SET PROBLEM
Rewrite the lines from the one with "the white office" up to and including the one with "[(664, 531)]", changing "office tower" to "apartment block" and leaving everything else as is.

** Begin DATA EXTRACT **

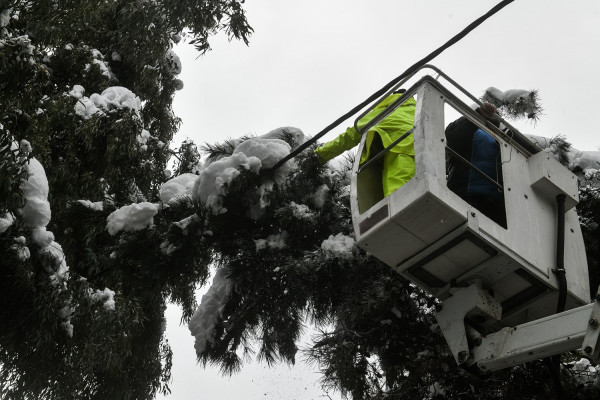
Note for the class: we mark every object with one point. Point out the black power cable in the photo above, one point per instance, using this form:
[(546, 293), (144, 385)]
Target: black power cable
[(387, 87)]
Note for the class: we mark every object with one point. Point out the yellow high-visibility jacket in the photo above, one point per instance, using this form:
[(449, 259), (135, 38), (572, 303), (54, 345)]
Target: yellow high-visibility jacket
[(398, 163)]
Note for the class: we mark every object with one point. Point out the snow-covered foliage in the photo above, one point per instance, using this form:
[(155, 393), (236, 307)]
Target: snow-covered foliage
[(93, 92), (177, 187), (133, 217), (36, 211), (203, 322), (112, 98), (514, 103), (106, 296), (339, 245)]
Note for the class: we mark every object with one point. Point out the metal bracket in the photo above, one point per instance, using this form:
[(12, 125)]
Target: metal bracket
[(591, 347), (468, 302)]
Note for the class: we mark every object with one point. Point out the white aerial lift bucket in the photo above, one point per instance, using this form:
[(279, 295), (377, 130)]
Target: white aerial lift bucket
[(438, 241)]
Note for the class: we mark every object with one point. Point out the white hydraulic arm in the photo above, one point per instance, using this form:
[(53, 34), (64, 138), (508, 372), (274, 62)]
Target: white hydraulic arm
[(578, 328)]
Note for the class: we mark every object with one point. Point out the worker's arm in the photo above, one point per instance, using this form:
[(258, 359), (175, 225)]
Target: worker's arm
[(337, 146)]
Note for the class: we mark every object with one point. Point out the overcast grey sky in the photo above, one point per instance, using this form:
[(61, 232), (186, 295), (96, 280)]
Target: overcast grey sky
[(311, 61)]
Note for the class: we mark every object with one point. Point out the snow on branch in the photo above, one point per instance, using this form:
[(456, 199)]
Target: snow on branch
[(515, 103), (210, 311)]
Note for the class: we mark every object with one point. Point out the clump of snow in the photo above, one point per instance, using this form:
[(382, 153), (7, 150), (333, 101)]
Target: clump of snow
[(53, 260), (68, 328), (508, 96), (6, 221), (25, 147), (301, 211), (114, 97), (184, 223), (319, 197), (42, 237), (36, 211), (107, 296), (86, 108), (203, 322), (584, 372), (36, 214), (268, 151), (173, 61), (117, 97), (586, 161), (181, 185), (340, 246), (168, 248), (5, 17), (96, 206), (142, 139), (211, 186), (293, 136), (77, 91), (436, 390), (99, 61), (20, 248), (273, 242), (133, 217)]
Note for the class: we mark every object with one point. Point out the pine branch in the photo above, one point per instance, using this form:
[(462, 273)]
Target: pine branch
[(515, 104), (219, 150)]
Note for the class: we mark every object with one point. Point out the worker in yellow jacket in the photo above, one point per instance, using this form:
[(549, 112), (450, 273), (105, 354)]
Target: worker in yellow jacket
[(399, 161)]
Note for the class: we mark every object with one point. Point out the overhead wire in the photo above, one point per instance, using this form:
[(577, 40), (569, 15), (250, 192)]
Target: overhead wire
[(393, 82)]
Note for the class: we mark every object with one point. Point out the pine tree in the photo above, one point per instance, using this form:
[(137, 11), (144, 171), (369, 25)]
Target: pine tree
[(90, 86)]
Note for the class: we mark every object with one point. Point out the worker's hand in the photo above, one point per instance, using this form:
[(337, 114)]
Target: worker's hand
[(489, 112)]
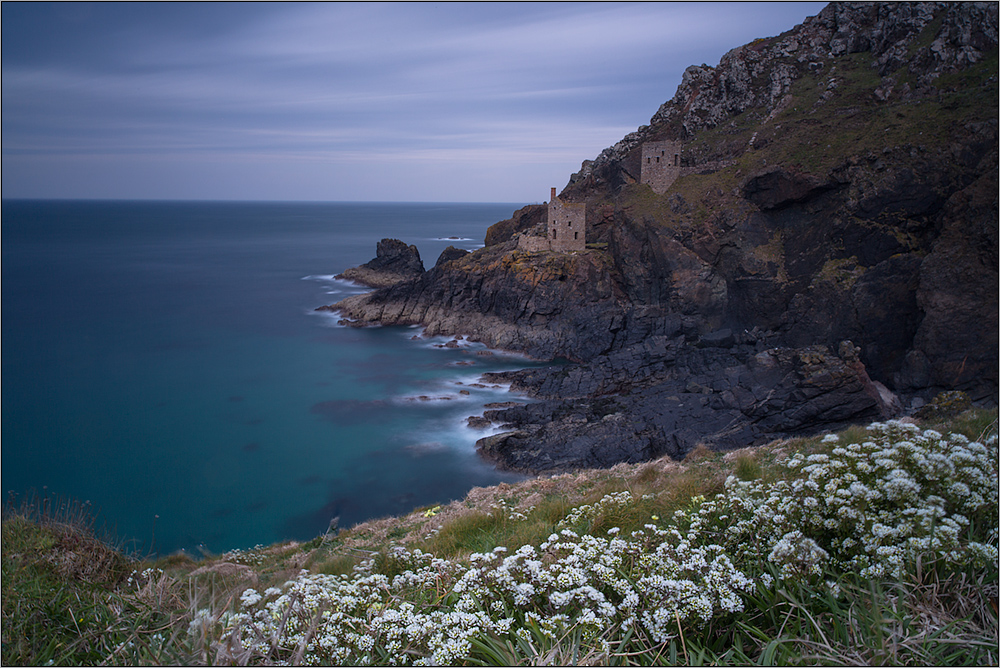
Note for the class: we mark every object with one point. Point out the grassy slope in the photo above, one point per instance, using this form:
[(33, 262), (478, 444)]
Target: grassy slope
[(69, 599)]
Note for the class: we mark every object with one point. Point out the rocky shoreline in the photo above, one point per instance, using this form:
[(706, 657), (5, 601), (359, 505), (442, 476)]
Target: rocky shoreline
[(827, 255)]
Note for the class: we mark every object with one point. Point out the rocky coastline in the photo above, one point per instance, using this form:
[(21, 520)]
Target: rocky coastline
[(828, 255)]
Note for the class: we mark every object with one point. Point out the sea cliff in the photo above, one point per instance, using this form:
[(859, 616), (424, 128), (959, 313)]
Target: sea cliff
[(827, 253)]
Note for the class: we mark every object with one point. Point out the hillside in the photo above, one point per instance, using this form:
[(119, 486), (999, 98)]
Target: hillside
[(827, 254), (876, 545)]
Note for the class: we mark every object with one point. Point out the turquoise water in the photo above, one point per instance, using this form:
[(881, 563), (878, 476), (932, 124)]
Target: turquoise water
[(164, 361)]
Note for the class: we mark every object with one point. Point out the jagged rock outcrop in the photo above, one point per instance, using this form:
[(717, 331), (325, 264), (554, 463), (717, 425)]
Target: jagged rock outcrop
[(678, 397), (394, 262), (838, 182)]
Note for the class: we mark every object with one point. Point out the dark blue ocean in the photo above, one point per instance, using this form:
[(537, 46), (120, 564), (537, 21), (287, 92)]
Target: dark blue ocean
[(163, 361)]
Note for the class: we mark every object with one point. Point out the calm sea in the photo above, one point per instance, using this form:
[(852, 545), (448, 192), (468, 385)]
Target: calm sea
[(163, 361)]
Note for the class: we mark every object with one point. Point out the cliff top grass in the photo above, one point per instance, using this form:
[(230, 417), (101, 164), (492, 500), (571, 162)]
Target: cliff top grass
[(721, 558)]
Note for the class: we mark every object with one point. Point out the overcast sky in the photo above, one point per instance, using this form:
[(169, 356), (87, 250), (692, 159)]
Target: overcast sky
[(358, 102)]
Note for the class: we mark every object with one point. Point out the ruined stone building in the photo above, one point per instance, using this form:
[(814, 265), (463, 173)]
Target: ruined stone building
[(661, 164), (566, 228)]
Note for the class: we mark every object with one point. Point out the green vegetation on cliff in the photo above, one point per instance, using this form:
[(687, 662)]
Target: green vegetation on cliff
[(874, 545)]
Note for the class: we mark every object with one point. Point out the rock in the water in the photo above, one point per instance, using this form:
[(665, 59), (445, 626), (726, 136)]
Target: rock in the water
[(394, 262)]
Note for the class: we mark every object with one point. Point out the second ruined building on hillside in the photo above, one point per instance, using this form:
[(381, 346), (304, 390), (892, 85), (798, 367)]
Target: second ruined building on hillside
[(566, 224), (565, 228), (661, 164)]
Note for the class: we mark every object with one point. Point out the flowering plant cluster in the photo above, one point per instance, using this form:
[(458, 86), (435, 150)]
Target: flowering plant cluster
[(869, 507), (654, 580)]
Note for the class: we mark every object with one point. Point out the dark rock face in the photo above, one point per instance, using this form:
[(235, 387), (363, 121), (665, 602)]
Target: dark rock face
[(523, 220), (394, 262), (677, 397), (838, 183)]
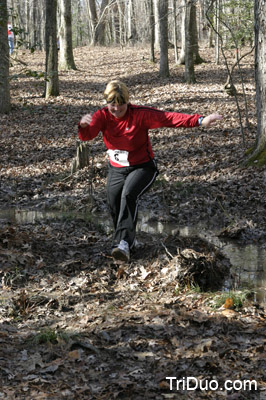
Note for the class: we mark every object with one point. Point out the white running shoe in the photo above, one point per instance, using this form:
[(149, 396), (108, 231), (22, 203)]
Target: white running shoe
[(121, 252)]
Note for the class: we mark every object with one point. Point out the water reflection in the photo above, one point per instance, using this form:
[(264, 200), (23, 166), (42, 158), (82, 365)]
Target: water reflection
[(248, 261)]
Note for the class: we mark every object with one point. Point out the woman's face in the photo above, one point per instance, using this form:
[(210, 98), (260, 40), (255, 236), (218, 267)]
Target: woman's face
[(118, 111)]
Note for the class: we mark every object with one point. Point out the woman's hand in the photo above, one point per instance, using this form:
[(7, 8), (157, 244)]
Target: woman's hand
[(85, 120), (210, 119)]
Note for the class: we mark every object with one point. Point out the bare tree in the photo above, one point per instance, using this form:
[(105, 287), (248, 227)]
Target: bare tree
[(66, 59), (4, 60), (51, 64), (163, 15), (260, 78), (152, 31), (189, 50)]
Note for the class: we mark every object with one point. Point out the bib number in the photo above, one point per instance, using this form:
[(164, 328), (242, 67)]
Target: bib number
[(119, 157)]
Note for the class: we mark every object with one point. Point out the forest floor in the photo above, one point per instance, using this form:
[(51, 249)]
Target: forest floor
[(76, 325)]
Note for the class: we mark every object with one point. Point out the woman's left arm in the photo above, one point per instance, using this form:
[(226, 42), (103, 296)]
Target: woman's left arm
[(210, 119)]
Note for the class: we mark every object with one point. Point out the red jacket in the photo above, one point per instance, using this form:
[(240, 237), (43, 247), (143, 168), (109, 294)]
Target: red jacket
[(130, 133)]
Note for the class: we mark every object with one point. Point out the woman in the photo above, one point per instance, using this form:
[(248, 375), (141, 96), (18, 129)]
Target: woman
[(132, 168)]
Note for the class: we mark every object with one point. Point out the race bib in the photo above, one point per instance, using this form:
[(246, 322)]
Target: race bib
[(119, 157)]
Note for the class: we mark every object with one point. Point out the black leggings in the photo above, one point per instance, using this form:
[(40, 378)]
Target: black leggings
[(125, 186)]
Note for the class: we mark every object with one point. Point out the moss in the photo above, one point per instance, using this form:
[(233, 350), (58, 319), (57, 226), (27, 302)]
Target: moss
[(258, 160)]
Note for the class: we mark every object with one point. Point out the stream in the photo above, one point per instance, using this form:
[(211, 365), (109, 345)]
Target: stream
[(248, 260)]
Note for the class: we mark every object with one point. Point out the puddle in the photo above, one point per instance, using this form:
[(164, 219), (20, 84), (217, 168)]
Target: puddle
[(248, 261)]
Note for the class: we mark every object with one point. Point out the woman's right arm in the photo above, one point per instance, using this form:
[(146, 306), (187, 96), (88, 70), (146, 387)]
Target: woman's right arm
[(89, 126)]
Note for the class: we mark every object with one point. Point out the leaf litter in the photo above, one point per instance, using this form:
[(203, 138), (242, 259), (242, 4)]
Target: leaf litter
[(75, 325)]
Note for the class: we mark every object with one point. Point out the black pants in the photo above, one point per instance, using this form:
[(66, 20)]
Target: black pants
[(125, 186)]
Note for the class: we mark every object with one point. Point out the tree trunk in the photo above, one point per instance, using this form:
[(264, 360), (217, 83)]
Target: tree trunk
[(175, 31), (181, 59), (189, 52), (101, 26), (152, 31), (163, 14), (260, 77), (157, 24), (4, 60), (195, 36), (51, 65), (66, 61)]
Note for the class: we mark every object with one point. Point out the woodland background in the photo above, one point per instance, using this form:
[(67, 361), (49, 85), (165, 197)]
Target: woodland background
[(74, 325)]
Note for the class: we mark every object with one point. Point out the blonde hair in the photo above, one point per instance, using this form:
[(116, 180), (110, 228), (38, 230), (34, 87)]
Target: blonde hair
[(116, 92)]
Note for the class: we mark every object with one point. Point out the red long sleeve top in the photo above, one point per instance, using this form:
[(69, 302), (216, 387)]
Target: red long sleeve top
[(126, 138)]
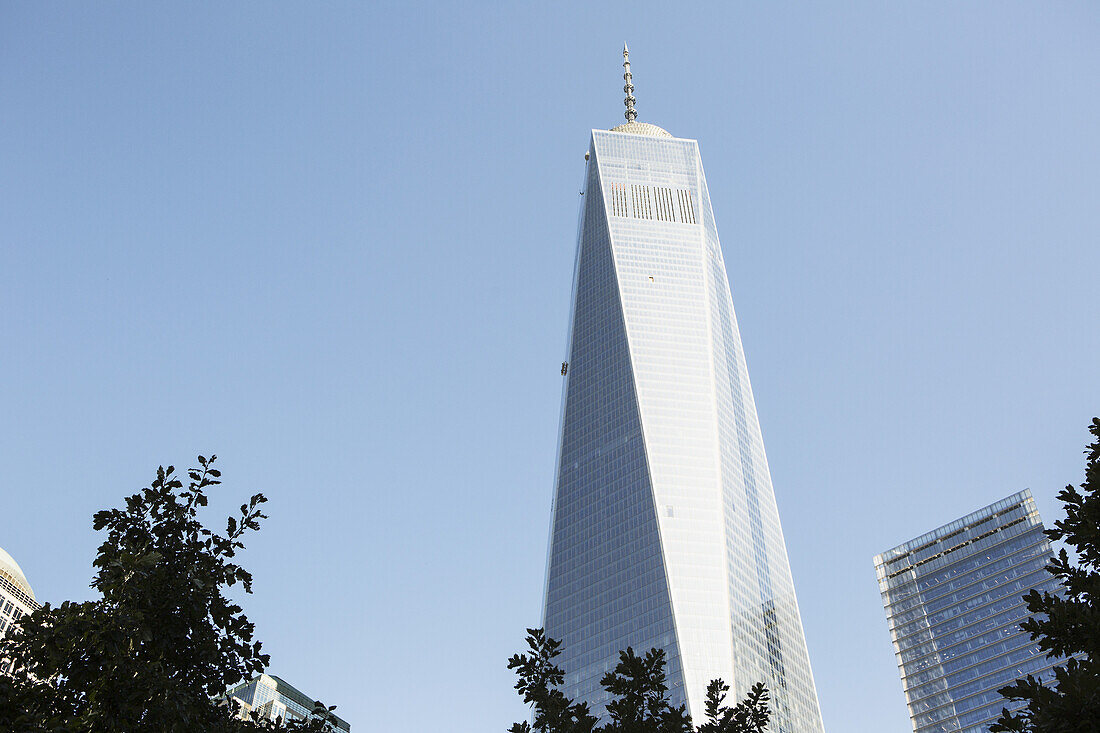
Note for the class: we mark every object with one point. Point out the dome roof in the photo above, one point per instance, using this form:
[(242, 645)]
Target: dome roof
[(9, 567), (642, 129)]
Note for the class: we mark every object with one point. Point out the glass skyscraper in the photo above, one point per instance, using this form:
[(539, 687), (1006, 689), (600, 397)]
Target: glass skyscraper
[(17, 599), (664, 531), (954, 604), (273, 698)]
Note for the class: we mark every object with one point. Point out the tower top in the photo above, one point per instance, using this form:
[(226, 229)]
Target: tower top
[(631, 124), (630, 113)]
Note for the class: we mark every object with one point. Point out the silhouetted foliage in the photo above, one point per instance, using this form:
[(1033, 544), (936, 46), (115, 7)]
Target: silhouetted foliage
[(1067, 625), (640, 703), (162, 643)]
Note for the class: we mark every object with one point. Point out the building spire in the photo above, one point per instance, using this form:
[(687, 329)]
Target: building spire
[(630, 113)]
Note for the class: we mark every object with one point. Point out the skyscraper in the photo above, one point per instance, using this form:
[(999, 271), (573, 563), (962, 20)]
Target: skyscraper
[(273, 698), (664, 531), (15, 597), (954, 604)]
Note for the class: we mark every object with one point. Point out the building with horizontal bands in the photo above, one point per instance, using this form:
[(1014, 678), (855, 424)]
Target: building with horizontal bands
[(954, 602)]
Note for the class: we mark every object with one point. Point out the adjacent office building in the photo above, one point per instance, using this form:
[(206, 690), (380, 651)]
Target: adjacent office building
[(274, 699), (664, 531), (954, 604)]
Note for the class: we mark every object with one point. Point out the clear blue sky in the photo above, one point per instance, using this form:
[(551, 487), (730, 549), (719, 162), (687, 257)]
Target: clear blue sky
[(333, 244)]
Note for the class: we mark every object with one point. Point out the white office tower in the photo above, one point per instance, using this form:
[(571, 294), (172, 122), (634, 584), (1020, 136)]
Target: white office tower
[(664, 531)]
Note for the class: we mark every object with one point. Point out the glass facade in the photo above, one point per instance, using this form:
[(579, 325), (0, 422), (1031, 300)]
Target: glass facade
[(664, 528), (274, 699), (954, 604), (17, 598)]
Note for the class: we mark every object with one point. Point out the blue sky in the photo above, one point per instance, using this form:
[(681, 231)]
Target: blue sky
[(333, 244)]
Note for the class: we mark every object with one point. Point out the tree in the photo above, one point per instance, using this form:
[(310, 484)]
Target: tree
[(1067, 625), (641, 702), (163, 641)]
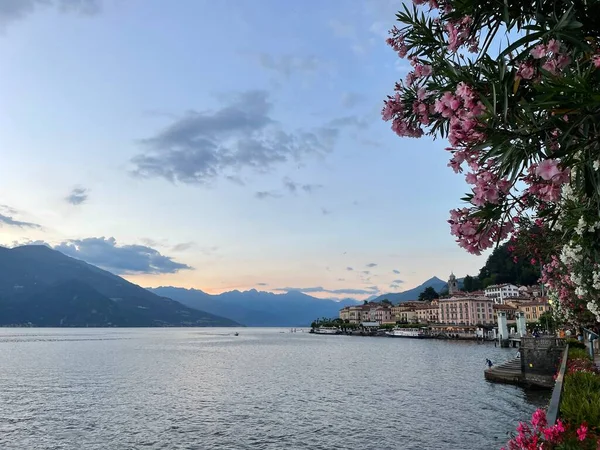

** End DATA EXTRACT **

REPLY TO THE TASK
Note for the class: we mark every object with one point. Point out the white apartment block in the photo above, one point per instance, using this form:
[(571, 294), (172, 122), (634, 584), (1020, 136)]
Target: white apartment block
[(664, 531)]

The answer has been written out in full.